Retype the lines from the one containing "Above is a photo. Locate every flower cluster" through the one containing "left=136, top=111, right=183, bottom=163", including both of those lines, and nothing else.

══ DATASET CONTENT

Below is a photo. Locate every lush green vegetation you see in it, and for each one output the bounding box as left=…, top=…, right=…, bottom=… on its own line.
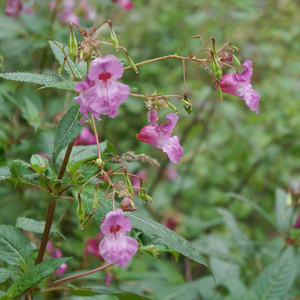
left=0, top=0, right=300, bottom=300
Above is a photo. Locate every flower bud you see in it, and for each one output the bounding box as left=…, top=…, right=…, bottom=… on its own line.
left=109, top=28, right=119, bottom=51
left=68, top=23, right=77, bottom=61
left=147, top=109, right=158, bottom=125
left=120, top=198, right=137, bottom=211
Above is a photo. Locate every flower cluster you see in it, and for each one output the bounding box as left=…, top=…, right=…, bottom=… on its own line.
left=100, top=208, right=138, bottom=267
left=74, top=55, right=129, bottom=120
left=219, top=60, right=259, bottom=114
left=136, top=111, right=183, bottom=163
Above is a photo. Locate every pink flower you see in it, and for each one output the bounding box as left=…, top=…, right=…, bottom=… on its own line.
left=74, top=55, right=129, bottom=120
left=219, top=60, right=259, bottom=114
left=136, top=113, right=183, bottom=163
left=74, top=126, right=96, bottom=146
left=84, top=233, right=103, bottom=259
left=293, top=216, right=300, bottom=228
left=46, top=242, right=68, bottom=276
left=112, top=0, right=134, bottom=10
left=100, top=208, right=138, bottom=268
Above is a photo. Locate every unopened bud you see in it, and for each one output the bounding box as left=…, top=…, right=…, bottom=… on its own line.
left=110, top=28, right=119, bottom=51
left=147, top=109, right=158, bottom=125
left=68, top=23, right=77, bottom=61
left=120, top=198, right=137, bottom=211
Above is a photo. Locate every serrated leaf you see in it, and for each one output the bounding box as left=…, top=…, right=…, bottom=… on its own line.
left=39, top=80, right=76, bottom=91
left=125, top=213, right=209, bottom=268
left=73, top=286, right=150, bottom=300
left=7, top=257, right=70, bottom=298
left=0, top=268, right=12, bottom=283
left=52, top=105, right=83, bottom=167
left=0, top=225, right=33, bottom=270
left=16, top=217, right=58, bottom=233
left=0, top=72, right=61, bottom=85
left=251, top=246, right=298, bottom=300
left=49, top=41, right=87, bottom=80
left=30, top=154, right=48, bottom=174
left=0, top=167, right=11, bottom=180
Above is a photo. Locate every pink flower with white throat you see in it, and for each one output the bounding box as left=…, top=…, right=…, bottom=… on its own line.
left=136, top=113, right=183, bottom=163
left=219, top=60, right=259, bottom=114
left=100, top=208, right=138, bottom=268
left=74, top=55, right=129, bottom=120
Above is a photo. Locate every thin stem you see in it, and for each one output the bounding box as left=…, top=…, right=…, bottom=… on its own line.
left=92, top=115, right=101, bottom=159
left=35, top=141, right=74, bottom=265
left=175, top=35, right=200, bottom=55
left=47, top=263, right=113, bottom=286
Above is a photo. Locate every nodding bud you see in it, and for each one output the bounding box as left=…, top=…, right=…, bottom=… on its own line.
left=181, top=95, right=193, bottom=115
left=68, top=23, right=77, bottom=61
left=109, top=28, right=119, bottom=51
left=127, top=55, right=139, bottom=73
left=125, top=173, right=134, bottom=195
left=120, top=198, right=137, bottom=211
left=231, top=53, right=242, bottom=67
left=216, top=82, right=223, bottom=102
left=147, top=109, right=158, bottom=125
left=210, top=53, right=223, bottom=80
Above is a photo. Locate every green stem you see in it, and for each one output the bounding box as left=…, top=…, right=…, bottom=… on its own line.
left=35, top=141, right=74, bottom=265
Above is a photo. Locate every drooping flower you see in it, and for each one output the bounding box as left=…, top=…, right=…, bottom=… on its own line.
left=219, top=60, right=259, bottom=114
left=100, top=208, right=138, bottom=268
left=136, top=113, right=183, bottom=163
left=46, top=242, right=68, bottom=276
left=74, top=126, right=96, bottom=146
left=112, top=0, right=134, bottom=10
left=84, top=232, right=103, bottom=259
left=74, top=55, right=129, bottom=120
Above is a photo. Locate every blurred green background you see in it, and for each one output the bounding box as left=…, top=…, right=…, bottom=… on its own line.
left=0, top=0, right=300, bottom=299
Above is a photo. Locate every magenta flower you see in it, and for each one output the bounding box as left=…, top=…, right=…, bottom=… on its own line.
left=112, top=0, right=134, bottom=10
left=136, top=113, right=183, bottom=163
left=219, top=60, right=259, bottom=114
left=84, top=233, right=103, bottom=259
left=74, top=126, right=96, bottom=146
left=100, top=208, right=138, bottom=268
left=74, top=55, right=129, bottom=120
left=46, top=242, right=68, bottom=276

════

* **COMPLETED TASK**:
Above is a photo. Locate every flower cluster you see in it, and for each one output the bounding box as left=…, top=…, right=…, bottom=… on its own line.
left=100, top=208, right=138, bottom=267
left=74, top=55, right=129, bottom=120
left=219, top=60, right=259, bottom=114
left=136, top=111, right=183, bottom=163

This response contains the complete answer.